Instructions for the task ::
In the entries that follow, the line with "Box every landing gear strut" opens the range and the line with "Box every overcast" closes it; repeat that range exactly, both lines included.

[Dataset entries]
◇ ◇ ◇
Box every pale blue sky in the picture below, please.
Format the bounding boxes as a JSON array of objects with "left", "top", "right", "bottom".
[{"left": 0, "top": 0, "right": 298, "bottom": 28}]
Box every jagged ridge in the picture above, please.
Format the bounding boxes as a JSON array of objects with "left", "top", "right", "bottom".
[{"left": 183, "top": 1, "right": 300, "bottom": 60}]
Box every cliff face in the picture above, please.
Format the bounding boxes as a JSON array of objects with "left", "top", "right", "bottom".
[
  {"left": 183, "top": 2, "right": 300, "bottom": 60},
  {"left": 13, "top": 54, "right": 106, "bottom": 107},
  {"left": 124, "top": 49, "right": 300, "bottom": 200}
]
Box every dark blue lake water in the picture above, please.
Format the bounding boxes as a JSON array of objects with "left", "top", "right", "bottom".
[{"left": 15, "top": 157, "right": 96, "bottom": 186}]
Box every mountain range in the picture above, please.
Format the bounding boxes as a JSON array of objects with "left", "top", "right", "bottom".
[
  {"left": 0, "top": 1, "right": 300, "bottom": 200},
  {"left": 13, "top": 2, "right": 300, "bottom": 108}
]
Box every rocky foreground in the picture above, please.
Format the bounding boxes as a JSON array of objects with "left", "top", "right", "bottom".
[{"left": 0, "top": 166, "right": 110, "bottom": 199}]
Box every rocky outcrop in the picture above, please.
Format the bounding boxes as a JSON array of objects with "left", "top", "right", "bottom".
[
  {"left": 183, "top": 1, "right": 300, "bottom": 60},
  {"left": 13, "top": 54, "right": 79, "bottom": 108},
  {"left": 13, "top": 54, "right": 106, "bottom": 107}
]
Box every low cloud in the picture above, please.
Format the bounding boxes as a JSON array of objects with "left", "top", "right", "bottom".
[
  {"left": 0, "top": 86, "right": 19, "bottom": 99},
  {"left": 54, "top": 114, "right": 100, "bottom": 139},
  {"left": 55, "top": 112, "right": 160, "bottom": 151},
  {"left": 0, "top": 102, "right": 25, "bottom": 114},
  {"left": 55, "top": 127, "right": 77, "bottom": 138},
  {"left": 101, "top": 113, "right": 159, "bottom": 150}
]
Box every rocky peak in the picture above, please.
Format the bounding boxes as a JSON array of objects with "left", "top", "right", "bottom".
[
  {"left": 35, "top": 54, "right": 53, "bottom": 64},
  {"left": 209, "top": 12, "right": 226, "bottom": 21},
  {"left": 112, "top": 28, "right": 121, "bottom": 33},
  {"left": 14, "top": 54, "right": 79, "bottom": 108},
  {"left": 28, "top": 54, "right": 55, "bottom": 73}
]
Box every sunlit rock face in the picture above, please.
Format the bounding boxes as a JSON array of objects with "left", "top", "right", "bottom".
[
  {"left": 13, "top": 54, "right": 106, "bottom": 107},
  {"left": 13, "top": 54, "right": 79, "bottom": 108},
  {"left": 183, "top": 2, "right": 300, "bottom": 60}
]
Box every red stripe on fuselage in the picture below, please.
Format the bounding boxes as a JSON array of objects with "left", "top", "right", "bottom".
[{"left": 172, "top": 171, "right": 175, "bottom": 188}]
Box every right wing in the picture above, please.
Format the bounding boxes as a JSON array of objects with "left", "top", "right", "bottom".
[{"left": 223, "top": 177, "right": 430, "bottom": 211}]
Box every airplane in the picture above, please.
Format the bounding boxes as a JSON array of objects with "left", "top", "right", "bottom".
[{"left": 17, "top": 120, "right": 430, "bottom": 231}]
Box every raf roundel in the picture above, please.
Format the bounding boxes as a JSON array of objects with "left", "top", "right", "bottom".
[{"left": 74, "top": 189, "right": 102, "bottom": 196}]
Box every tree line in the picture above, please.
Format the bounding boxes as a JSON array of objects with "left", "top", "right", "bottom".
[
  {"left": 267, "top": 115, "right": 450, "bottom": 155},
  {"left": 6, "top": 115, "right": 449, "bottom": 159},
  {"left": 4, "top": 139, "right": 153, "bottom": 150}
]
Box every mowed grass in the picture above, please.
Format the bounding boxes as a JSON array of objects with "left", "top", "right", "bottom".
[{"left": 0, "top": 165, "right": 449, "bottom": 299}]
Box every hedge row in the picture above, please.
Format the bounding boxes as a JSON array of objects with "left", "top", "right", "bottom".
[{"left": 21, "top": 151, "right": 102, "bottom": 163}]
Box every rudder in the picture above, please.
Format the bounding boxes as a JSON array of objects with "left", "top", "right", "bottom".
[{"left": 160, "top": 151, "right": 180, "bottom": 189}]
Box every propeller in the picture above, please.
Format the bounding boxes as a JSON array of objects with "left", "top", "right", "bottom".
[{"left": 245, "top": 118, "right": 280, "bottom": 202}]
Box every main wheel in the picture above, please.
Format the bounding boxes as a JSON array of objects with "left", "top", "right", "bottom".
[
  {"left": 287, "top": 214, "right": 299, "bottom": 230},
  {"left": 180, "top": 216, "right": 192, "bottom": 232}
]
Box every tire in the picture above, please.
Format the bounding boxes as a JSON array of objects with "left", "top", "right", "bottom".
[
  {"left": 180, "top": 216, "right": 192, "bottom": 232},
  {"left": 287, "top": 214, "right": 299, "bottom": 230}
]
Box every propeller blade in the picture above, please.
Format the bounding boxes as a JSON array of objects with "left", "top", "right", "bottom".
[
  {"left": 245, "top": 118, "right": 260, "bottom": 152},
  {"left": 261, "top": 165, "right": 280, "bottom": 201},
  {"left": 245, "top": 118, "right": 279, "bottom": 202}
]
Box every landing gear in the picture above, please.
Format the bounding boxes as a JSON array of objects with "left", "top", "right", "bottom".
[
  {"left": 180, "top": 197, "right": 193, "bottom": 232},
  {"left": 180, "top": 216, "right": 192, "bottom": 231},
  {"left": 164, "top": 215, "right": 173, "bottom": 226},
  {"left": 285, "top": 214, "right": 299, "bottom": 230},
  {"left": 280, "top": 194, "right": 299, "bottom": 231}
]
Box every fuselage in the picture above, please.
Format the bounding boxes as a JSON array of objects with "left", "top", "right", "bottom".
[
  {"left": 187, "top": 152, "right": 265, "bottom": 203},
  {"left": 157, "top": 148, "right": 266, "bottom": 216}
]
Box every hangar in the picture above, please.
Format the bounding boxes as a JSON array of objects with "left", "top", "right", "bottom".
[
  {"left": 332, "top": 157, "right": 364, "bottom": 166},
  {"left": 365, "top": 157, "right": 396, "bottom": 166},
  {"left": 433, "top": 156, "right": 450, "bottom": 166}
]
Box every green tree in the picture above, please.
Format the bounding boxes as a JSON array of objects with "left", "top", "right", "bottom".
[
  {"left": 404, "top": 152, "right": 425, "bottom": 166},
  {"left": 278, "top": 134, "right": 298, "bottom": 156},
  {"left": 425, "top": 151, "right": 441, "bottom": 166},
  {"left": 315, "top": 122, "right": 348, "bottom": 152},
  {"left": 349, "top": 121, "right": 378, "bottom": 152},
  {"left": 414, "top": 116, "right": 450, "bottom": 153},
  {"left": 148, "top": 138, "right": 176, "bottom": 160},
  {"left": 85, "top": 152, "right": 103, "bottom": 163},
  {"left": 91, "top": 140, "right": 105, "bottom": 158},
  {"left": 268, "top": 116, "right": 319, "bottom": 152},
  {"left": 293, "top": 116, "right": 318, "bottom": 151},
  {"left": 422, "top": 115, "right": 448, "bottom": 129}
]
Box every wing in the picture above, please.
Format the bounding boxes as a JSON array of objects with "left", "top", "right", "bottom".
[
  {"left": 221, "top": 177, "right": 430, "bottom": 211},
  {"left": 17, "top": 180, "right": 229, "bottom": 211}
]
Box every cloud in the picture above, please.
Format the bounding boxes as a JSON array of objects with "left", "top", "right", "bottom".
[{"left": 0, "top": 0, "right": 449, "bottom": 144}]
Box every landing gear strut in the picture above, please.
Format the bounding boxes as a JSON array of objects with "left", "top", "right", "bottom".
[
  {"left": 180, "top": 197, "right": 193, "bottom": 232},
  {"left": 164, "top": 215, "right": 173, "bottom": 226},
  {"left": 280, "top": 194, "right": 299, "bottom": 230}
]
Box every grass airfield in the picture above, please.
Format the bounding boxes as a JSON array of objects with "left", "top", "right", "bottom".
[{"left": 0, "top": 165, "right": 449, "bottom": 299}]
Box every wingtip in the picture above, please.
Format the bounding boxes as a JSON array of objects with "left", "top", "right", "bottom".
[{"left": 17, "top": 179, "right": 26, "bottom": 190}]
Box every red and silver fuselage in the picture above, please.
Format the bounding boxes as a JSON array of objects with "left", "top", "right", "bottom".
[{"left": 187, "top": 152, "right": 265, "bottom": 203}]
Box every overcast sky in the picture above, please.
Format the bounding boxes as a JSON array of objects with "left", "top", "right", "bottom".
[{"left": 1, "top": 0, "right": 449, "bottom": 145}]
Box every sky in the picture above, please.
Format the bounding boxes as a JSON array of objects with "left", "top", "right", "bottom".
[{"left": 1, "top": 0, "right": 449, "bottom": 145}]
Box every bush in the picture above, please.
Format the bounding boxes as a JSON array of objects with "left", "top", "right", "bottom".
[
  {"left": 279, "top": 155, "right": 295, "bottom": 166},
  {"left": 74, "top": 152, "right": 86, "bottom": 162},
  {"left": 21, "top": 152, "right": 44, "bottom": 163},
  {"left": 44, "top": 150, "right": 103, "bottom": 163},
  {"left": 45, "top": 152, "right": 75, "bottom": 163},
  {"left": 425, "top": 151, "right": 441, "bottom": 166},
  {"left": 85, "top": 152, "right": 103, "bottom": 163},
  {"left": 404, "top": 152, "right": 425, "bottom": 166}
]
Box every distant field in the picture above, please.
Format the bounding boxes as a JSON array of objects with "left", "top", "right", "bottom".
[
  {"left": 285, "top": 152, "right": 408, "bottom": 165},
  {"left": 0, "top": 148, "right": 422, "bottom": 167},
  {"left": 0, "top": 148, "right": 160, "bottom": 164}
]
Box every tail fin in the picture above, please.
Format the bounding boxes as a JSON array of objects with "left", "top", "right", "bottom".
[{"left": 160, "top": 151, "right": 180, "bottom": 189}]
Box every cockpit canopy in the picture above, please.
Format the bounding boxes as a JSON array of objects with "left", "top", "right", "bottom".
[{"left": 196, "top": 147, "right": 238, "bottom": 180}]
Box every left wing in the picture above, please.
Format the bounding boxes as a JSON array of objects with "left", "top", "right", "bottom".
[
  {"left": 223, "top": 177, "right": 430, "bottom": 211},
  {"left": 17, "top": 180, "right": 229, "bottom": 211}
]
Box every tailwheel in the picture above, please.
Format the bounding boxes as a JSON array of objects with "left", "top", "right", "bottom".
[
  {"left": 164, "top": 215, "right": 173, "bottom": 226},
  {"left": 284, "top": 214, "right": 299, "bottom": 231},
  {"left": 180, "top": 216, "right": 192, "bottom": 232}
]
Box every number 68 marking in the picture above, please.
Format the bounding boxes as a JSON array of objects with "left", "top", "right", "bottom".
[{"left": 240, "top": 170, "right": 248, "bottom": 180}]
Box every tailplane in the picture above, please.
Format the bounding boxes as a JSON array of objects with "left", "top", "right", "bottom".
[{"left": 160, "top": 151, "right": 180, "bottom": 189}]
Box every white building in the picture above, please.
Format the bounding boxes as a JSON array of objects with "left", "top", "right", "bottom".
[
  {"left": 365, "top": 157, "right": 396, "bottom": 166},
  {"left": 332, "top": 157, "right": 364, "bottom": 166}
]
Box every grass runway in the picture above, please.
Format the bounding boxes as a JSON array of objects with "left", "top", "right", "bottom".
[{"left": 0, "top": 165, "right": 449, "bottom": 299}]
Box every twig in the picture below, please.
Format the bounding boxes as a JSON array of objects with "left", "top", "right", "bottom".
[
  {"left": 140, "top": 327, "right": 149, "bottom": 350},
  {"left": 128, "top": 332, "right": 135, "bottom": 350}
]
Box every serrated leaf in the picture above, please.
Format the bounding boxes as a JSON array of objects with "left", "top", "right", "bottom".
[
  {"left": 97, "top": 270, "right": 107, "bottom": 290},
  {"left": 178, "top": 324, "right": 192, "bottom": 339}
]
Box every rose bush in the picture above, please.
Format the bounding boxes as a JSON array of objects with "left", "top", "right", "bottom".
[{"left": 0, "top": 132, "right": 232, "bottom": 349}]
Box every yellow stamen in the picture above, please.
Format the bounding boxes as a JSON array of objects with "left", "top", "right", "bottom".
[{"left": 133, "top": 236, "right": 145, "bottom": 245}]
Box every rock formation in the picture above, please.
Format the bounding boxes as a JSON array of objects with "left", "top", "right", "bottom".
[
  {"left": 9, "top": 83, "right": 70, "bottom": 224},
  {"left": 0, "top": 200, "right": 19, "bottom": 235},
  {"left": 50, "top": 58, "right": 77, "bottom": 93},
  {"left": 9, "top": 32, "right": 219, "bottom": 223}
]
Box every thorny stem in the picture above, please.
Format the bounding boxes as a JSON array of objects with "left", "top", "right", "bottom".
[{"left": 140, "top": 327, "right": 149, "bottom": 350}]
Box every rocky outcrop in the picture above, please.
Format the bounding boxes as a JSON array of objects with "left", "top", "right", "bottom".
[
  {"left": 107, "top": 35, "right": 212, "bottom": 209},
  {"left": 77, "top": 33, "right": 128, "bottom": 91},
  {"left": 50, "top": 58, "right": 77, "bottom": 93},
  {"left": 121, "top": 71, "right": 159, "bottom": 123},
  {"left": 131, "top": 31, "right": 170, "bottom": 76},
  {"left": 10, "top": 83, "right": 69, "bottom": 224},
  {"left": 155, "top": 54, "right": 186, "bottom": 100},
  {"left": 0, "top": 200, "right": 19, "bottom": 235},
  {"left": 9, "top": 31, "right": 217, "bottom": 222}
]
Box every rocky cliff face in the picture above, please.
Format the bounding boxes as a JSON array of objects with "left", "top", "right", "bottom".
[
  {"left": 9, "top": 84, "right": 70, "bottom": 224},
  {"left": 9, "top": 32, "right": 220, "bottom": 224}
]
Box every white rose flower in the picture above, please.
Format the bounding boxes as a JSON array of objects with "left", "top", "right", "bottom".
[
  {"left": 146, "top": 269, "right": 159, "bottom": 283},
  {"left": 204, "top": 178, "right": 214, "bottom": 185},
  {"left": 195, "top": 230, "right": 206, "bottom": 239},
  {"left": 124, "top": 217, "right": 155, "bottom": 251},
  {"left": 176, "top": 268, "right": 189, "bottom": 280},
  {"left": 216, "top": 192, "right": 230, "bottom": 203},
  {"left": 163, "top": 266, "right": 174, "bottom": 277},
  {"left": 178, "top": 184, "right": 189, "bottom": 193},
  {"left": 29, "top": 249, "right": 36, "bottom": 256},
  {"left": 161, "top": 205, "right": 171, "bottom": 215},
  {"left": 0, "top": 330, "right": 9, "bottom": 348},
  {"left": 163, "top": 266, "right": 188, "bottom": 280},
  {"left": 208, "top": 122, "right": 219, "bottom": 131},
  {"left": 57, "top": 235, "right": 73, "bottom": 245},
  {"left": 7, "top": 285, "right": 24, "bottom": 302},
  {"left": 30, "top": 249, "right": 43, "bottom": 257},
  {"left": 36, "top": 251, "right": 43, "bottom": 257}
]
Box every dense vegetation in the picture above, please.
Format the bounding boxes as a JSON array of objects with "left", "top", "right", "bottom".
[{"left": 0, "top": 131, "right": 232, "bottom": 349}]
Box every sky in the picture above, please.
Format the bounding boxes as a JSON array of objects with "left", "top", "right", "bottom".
◇ ◇ ◇
Problem solution ::
Box every landing gear strut in the picture above, please.
Format the bounding boxes as a JSON array of objects with "left", "top", "right", "bottom".
[
  {"left": 180, "top": 197, "right": 193, "bottom": 232},
  {"left": 164, "top": 215, "right": 173, "bottom": 226},
  {"left": 280, "top": 194, "right": 299, "bottom": 230}
]
Box every grass airfield in the picture above, please.
Format the bounding boxes as a JSON array of objects with "left", "top", "right", "bottom".
[{"left": 0, "top": 165, "right": 449, "bottom": 299}]
Box every wingtip in the picture above, please.
Format the bounding boxes as a JSON array of objects with "left", "top", "right", "bottom".
[{"left": 17, "top": 179, "right": 26, "bottom": 190}]
Box every red and silver fuselage in the picture above, please.
Format the bounding boxes as a JSON array of objects with "left", "top", "right", "bottom".
[{"left": 187, "top": 152, "right": 265, "bottom": 203}]
Box every overcast sky in the picture above, please.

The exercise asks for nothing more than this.